§ YOUR TASK
The required output consists solely of the lines from the line containing "[indicate] the field" through the end of the records, copied exactly.
++++++++
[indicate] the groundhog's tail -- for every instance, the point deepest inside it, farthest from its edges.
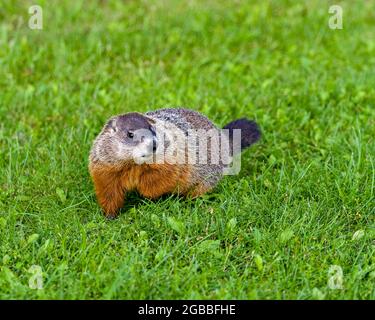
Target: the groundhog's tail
(250, 132)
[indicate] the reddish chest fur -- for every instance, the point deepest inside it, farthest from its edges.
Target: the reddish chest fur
(151, 181)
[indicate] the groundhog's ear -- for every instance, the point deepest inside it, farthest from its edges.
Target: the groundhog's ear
(111, 125)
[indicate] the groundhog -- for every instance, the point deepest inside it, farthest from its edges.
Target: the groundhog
(167, 151)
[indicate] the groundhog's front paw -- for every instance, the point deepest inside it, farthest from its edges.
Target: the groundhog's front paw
(111, 216)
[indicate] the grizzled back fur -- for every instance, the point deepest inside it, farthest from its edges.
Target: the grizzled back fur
(250, 132)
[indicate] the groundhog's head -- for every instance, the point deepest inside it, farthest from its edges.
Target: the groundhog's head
(127, 138)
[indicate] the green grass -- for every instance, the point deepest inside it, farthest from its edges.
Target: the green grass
(273, 231)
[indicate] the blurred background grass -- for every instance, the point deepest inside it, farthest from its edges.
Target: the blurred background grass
(273, 231)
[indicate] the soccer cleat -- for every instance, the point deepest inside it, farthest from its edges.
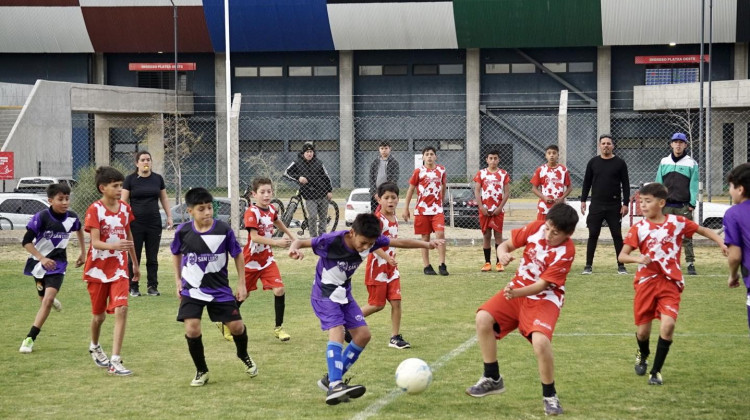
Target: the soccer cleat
(443, 269)
(116, 368)
(552, 406)
(27, 345)
(281, 334)
(343, 391)
(100, 358)
(641, 363)
(655, 379)
(486, 386)
(224, 330)
(201, 378)
(398, 342)
(250, 367)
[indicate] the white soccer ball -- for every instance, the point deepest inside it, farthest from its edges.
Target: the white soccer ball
(413, 376)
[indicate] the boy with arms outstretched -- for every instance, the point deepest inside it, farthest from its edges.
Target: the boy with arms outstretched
(199, 252)
(491, 194)
(47, 235)
(382, 277)
(106, 271)
(658, 282)
(531, 302)
(340, 254)
(551, 182)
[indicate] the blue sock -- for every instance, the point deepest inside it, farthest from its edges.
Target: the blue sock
(351, 354)
(333, 358)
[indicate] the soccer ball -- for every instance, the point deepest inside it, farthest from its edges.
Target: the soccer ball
(413, 376)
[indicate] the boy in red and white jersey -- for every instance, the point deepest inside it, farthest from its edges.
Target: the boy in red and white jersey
(106, 270)
(551, 182)
(491, 194)
(429, 180)
(382, 278)
(658, 282)
(531, 302)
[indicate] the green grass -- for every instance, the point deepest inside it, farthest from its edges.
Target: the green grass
(706, 374)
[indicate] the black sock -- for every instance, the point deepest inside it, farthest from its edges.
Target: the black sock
(240, 341)
(491, 370)
(33, 332)
(662, 348)
(195, 346)
(548, 390)
(279, 305)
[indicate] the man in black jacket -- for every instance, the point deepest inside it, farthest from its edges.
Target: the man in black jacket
(607, 177)
(384, 168)
(315, 187)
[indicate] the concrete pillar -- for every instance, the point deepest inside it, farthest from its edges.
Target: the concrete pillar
(220, 87)
(473, 89)
(603, 90)
(346, 118)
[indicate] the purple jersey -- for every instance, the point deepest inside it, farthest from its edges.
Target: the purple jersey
(336, 265)
(204, 260)
(51, 238)
(737, 233)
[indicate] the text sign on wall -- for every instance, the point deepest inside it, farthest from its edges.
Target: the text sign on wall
(670, 59)
(160, 66)
(6, 165)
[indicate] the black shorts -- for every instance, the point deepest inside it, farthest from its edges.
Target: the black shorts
(217, 311)
(53, 280)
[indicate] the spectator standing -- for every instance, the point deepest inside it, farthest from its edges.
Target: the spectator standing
(679, 173)
(144, 190)
(607, 178)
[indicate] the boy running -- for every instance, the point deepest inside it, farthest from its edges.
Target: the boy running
(340, 254)
(199, 253)
(46, 238)
(551, 182)
(491, 194)
(106, 271)
(658, 282)
(429, 180)
(382, 278)
(531, 302)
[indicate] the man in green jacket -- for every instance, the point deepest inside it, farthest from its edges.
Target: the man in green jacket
(679, 173)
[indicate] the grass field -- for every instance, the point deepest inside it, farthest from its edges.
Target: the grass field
(706, 374)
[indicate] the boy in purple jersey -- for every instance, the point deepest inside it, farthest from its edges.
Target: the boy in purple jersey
(737, 229)
(46, 238)
(199, 250)
(340, 254)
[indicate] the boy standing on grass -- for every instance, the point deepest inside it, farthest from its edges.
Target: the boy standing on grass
(340, 253)
(658, 282)
(199, 253)
(429, 180)
(531, 302)
(46, 238)
(551, 182)
(737, 229)
(491, 194)
(382, 277)
(106, 271)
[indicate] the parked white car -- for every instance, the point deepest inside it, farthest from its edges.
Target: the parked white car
(358, 202)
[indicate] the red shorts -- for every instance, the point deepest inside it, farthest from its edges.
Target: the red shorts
(655, 297)
(424, 225)
(528, 315)
(116, 292)
(491, 222)
(269, 276)
(383, 291)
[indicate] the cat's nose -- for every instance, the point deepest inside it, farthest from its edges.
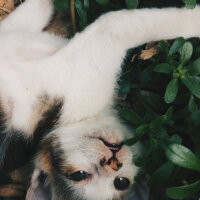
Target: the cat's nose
(112, 163)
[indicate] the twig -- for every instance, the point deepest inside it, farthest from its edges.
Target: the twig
(73, 16)
(5, 10)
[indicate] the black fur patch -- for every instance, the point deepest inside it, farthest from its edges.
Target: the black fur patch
(15, 149)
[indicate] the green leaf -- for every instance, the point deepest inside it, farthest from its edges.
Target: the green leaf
(171, 91)
(125, 83)
(103, 2)
(164, 46)
(183, 157)
(81, 13)
(186, 52)
(131, 117)
(61, 4)
(192, 106)
(132, 4)
(161, 175)
(178, 43)
(159, 121)
(193, 84)
(183, 192)
(163, 68)
(194, 68)
(169, 112)
(190, 3)
(139, 132)
(176, 139)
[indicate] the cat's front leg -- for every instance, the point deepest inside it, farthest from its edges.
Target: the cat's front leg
(30, 16)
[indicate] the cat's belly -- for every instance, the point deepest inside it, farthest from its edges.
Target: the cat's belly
(29, 46)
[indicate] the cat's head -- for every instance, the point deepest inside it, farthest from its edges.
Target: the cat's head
(87, 160)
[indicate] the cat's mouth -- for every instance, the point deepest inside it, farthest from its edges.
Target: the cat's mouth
(112, 146)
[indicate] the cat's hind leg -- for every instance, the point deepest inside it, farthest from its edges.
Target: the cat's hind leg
(30, 16)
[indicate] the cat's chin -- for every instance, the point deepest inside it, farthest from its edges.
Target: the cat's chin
(87, 160)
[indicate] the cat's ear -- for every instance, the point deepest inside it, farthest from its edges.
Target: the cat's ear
(30, 16)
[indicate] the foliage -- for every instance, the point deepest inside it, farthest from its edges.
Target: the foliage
(162, 98)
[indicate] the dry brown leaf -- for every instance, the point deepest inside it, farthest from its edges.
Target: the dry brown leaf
(11, 190)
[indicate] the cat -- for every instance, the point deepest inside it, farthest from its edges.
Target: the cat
(57, 97)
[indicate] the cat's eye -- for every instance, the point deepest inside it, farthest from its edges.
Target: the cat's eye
(79, 175)
(121, 183)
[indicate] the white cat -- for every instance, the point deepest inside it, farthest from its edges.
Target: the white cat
(61, 93)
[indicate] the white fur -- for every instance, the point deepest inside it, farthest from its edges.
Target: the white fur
(83, 72)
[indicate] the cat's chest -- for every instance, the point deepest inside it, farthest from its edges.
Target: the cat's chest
(28, 46)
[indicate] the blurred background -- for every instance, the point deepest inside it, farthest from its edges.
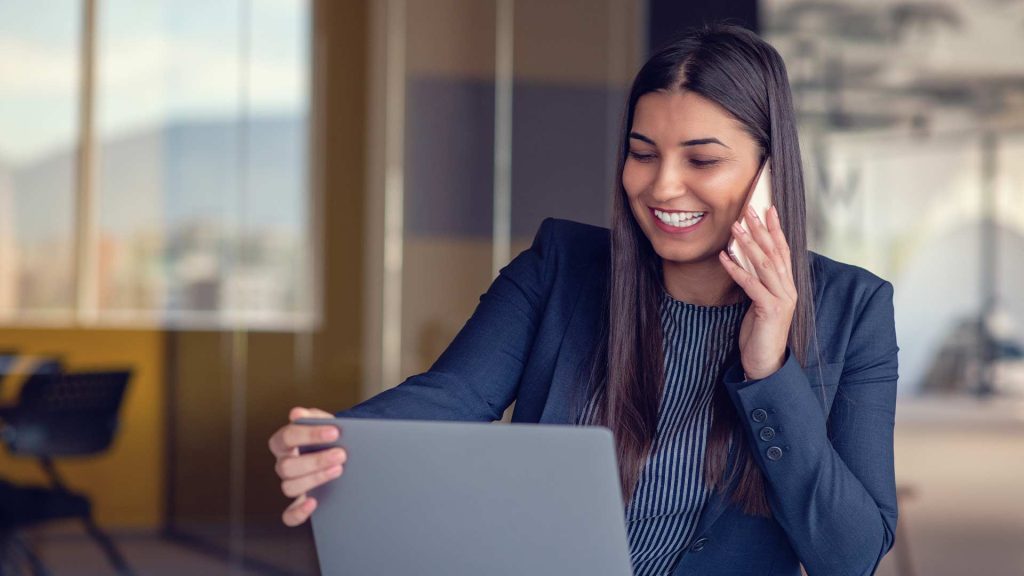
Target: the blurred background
(211, 211)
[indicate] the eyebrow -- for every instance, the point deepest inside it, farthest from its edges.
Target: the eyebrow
(696, 141)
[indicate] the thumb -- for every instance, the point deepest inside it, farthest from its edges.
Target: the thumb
(299, 412)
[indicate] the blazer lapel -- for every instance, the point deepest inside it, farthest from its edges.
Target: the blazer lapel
(578, 343)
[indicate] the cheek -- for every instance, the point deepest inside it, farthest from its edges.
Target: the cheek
(634, 179)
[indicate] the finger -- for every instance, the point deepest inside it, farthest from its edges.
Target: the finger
(299, 510)
(765, 241)
(278, 446)
(764, 265)
(294, 436)
(291, 467)
(298, 486)
(298, 412)
(750, 283)
(775, 228)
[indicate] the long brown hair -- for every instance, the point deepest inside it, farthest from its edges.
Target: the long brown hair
(740, 72)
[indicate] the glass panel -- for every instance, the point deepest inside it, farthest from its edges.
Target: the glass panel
(203, 195)
(39, 96)
(449, 149)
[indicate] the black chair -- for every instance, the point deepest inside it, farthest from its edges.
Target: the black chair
(58, 415)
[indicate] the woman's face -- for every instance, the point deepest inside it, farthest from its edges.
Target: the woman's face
(689, 166)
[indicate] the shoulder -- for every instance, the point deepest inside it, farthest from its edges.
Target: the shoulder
(853, 312)
(841, 283)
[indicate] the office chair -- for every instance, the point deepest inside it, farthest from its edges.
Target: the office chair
(58, 415)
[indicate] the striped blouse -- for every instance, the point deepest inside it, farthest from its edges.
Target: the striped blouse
(671, 493)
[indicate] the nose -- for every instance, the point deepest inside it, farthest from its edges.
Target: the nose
(671, 183)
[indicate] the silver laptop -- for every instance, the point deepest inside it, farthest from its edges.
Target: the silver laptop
(471, 499)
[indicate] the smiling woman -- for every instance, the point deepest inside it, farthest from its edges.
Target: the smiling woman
(734, 454)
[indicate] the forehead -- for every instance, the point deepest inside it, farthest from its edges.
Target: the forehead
(678, 115)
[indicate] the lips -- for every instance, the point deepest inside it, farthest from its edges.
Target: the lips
(678, 225)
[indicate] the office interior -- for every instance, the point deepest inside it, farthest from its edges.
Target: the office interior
(243, 206)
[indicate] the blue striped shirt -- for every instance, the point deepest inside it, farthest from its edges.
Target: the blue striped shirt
(671, 492)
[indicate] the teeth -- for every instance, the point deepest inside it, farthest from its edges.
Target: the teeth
(680, 219)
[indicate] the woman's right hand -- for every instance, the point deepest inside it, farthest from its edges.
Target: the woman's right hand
(301, 472)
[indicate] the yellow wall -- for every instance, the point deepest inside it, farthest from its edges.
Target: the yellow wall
(127, 483)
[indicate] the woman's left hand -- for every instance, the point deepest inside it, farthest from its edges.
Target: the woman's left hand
(765, 330)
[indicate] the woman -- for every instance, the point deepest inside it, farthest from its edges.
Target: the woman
(753, 414)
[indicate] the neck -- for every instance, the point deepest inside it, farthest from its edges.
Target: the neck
(702, 283)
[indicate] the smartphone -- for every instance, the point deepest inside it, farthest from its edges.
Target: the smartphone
(760, 198)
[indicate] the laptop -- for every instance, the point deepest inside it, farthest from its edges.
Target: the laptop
(467, 499)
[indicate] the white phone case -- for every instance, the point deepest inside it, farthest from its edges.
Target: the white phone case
(760, 198)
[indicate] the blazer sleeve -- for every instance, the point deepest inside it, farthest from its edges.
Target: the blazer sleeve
(830, 481)
(476, 377)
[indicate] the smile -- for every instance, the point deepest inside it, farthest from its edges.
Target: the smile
(679, 220)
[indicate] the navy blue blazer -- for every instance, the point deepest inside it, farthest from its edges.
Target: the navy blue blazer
(827, 464)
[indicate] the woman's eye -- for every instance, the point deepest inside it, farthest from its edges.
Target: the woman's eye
(697, 163)
(640, 157)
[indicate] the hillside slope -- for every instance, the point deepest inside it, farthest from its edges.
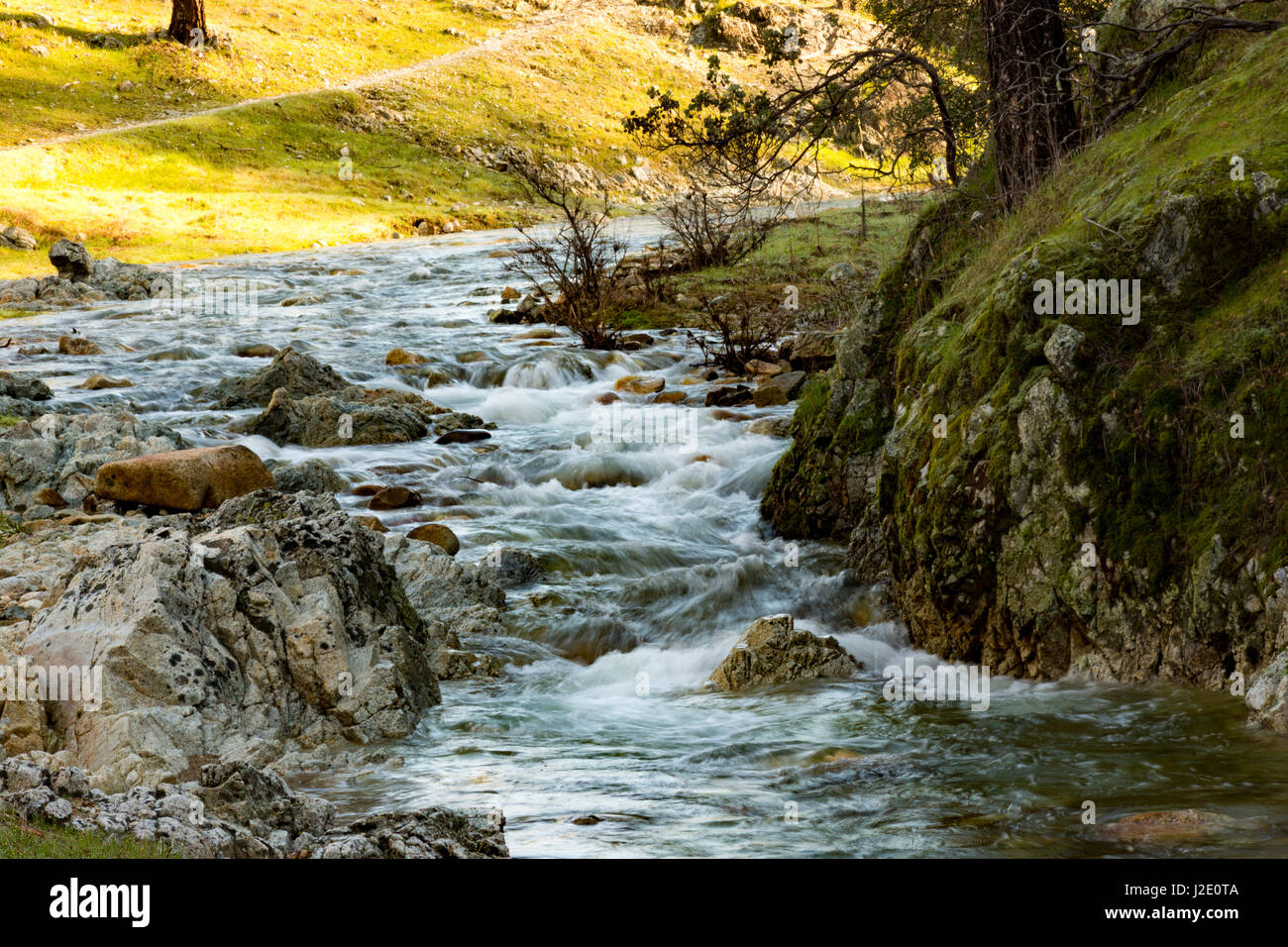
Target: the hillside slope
(346, 157)
(1091, 493)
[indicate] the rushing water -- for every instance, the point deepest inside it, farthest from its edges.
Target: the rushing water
(649, 581)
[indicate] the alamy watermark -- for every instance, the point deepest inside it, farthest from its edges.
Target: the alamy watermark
(77, 684)
(643, 424)
(914, 682)
(1077, 296)
(197, 295)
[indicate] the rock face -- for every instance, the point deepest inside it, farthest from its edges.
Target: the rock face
(192, 479)
(297, 373)
(235, 810)
(773, 652)
(274, 624)
(1074, 519)
(509, 567)
(62, 453)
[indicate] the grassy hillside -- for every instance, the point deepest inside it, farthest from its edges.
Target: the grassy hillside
(267, 176)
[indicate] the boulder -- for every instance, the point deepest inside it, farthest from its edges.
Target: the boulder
(509, 567)
(63, 453)
(355, 415)
(773, 652)
(403, 357)
(296, 373)
(24, 386)
(97, 382)
(462, 437)
(256, 351)
(790, 382)
(17, 239)
(638, 384)
(273, 625)
(236, 810)
(77, 346)
(309, 475)
(71, 261)
(729, 395)
(394, 499)
(437, 534)
(192, 479)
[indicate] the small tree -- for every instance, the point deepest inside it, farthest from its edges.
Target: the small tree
(574, 272)
(717, 231)
(745, 329)
(188, 21)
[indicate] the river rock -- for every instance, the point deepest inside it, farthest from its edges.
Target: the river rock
(638, 384)
(25, 386)
(394, 499)
(355, 415)
(299, 375)
(236, 810)
(509, 567)
(462, 437)
(437, 534)
(63, 453)
(275, 624)
(309, 475)
(729, 395)
(97, 382)
(256, 351)
(771, 427)
(192, 479)
(773, 652)
(71, 261)
(404, 357)
(77, 346)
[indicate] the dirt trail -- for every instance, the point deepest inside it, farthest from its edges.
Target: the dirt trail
(565, 16)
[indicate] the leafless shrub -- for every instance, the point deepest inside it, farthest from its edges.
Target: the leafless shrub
(575, 270)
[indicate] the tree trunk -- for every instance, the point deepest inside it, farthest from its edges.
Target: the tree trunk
(185, 17)
(1030, 102)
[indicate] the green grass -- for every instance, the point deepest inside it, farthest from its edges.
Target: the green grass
(273, 50)
(267, 176)
(42, 839)
(798, 253)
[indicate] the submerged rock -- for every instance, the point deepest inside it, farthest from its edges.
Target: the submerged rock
(236, 810)
(353, 415)
(63, 453)
(273, 624)
(299, 375)
(309, 475)
(773, 652)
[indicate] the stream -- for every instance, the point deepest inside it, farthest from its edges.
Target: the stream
(600, 740)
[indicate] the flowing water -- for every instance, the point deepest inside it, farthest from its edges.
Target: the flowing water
(656, 562)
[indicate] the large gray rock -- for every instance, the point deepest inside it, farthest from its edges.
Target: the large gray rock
(71, 261)
(309, 475)
(236, 810)
(273, 625)
(25, 386)
(773, 652)
(355, 415)
(297, 373)
(63, 453)
(459, 600)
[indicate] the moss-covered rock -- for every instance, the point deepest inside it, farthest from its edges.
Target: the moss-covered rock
(1061, 489)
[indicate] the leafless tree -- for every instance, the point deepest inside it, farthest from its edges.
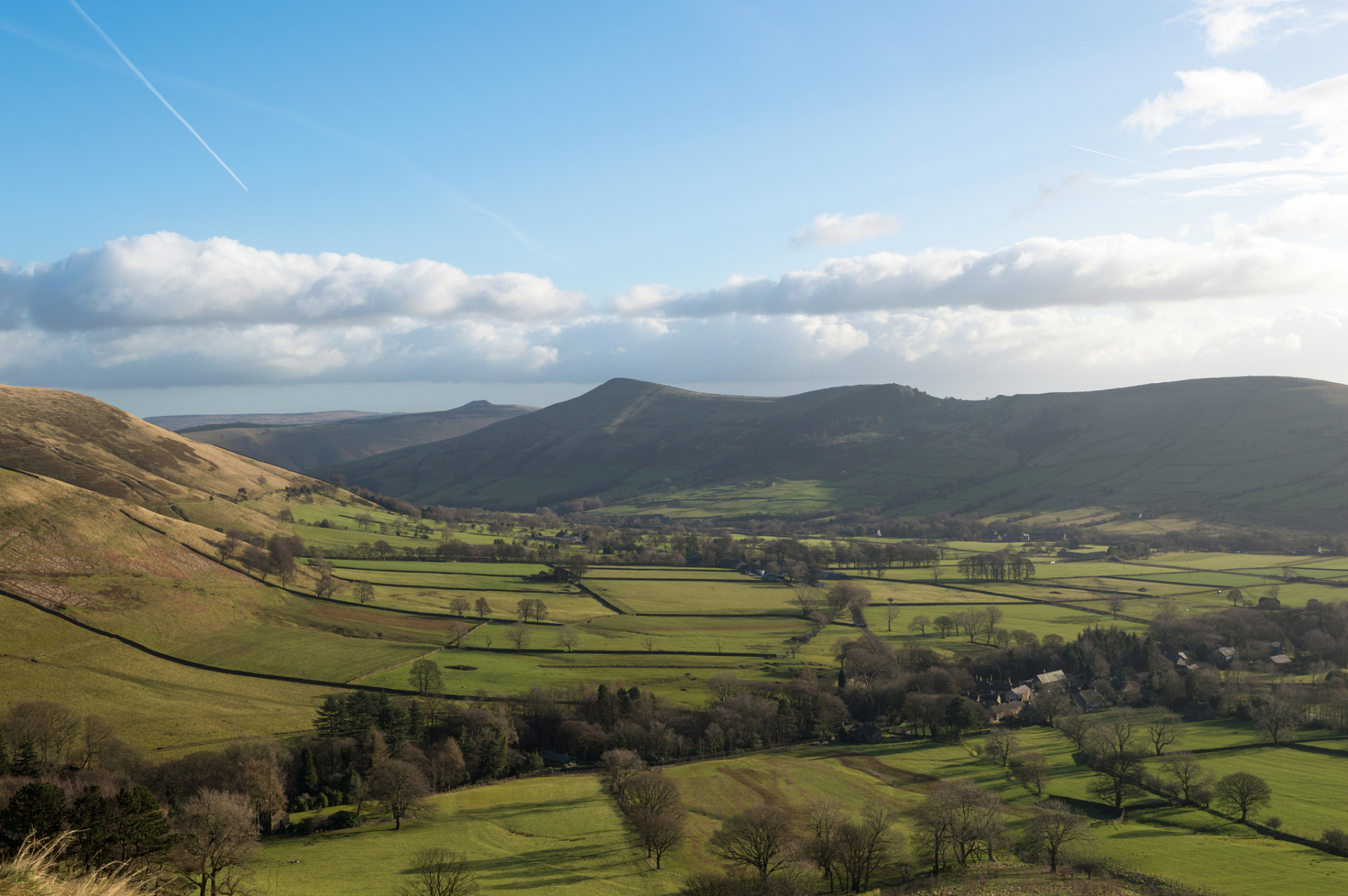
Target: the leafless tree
(620, 766)
(867, 845)
(1278, 720)
(218, 844)
(1052, 833)
(760, 837)
(518, 635)
(457, 631)
(1001, 746)
(569, 636)
(399, 788)
(1243, 792)
(1164, 729)
(440, 872)
(807, 597)
(1188, 774)
(1031, 771)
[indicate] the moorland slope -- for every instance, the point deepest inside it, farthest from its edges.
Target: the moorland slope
(1250, 447)
(84, 442)
(304, 447)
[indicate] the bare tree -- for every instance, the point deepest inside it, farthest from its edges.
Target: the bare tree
(518, 635)
(1243, 792)
(1277, 718)
(661, 833)
(1030, 771)
(399, 788)
(569, 636)
(1053, 832)
(1188, 774)
(759, 837)
(218, 841)
(1164, 729)
(457, 631)
(1001, 746)
(807, 598)
(867, 845)
(440, 872)
(620, 766)
(425, 677)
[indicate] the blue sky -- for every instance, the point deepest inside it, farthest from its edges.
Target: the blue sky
(517, 201)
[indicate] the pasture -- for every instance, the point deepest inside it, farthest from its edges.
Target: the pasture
(558, 834)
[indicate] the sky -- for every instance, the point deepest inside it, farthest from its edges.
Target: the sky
(253, 208)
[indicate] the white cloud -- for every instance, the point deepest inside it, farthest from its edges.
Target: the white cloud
(1034, 272)
(166, 279)
(1219, 94)
(1235, 143)
(1312, 214)
(165, 309)
(838, 230)
(1234, 24)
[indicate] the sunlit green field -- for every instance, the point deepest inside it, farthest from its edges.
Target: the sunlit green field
(548, 836)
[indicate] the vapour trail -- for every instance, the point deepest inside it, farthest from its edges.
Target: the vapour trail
(146, 81)
(1076, 147)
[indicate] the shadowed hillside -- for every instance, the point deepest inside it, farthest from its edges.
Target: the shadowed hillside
(1253, 447)
(297, 448)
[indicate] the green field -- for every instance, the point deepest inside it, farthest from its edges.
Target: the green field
(546, 834)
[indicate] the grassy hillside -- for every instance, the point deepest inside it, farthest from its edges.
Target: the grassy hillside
(1247, 447)
(298, 448)
(84, 442)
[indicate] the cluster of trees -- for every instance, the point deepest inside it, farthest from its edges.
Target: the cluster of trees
(267, 555)
(995, 568)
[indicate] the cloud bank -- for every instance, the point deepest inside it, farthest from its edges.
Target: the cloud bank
(165, 309)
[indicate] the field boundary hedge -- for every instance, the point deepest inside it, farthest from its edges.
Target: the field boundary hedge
(267, 677)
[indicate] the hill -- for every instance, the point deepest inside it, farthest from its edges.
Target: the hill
(179, 422)
(303, 447)
(84, 442)
(1269, 448)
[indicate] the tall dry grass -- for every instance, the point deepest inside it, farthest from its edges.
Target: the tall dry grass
(36, 871)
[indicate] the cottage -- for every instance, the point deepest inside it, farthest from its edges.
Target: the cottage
(1088, 699)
++++++++
§ THE SOLUTION
[indicate] the field boundary hedge -- for every instance, the point deepest inside it, farthest from its edges.
Target: the field boundary hedge
(267, 677)
[indicate] the hill -- for every instance, the point deepest inside it, farthest from its edges.
Target: the hill
(179, 422)
(303, 447)
(84, 442)
(1269, 448)
[indicate] the tall dry grass -- for every instance, the point deepest inside it, farthest from its edges.
Target: the tall dry grass
(36, 871)
[indicate] the cottage -- for every instance, the point deepest inside it, farthest from its edges.
Target: the cottage
(1088, 699)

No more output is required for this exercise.